TASK ITEM
Keep only the lines that hold the string "this", filtering out the rest of the entries below.

MATERIAL SHOWN
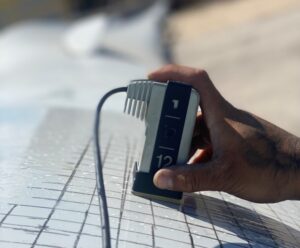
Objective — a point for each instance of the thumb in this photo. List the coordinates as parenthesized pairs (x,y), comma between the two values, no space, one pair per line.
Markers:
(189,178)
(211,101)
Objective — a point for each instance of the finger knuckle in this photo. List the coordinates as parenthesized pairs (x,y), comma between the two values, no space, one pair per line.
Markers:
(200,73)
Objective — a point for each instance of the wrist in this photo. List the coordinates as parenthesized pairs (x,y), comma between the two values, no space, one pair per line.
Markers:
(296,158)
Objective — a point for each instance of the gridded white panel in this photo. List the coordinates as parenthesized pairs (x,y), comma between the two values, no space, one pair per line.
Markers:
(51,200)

* * *

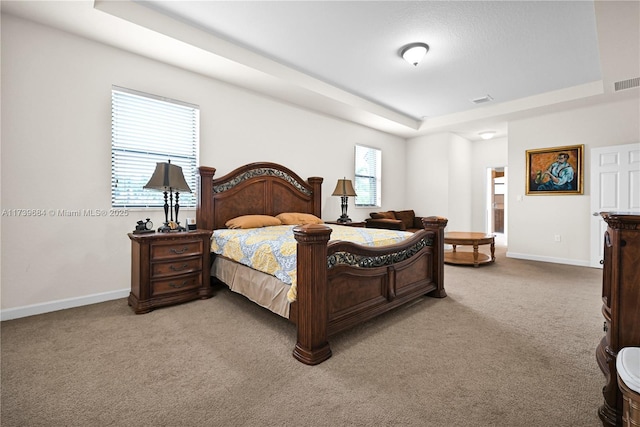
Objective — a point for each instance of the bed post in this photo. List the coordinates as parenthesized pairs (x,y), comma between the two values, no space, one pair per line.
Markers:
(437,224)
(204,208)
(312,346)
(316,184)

THE ANSWER
Objective — a point for each instance of the thumb in this photo. List the coordinates as parenthesized pairs (x,y), comma between the two values, no space, one pair per line.
Objective — a point for each instance of the finger knuckle in this photo. List the coordinates as parenthesized pairs (x,y), comma between the two values, no space, one pair per line.
Objective — a point for each instance of the wrist in this photo. List the coordinates as parenthesized pairs (x,y), comma between the two values, no space, one pair per line.
Objective — a point for each instance of the gridded white panel in this photo. List the coordinates as parenthesized pairs (x,y), comma between the two values, no space, one pair per line.
Objective — a point for each instance of the bed post in this photo. List the coordinates as parenthesized pairs (x,y), comma between the two values, no space, one pair per line.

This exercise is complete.